▶ _STATED PROBLEM_
Rewrite part of the listing below as a Markdown table with the columns Row and Line, leaving out blank lines. Begin at the line that has "of the bush", stop after the line that has "of the leafy", and include nothing outside that span.

▼

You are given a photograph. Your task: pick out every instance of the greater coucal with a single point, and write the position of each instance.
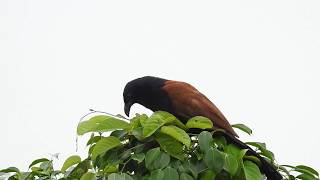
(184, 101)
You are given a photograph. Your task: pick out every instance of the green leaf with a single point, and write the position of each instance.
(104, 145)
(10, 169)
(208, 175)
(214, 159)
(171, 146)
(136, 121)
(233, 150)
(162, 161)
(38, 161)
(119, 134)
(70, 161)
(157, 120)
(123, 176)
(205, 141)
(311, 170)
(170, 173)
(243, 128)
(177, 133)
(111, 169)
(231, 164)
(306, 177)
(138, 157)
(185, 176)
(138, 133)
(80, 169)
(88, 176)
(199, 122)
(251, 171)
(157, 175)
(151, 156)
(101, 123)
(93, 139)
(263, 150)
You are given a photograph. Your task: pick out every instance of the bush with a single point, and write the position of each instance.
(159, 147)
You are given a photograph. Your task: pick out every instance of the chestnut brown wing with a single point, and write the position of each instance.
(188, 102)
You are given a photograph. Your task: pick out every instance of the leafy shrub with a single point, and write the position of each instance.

▲
▼

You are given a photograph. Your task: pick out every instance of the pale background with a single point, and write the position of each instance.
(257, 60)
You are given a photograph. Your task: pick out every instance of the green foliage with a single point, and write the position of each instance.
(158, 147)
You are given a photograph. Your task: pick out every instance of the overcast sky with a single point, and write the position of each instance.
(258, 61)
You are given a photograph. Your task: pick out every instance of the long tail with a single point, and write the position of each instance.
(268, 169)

▲

▶ _RESULT OF THIS TASK_
| Row | Line |
|---|---|
| 1 | You are given a photograph. Your task: pick out every instance of the bush with a single point, and write the position of each instance. |
| 2 | (159, 147) |
| 3 | You are given a photograph. Your task: pick out every instance of the chestnut brown wing with a single point, and write the position of each instance. |
| 4 | (188, 102) |
| 5 | You are given a photograph. Your task: pick out every instance of the leafy shrub with a single point, and write the position of each instance. |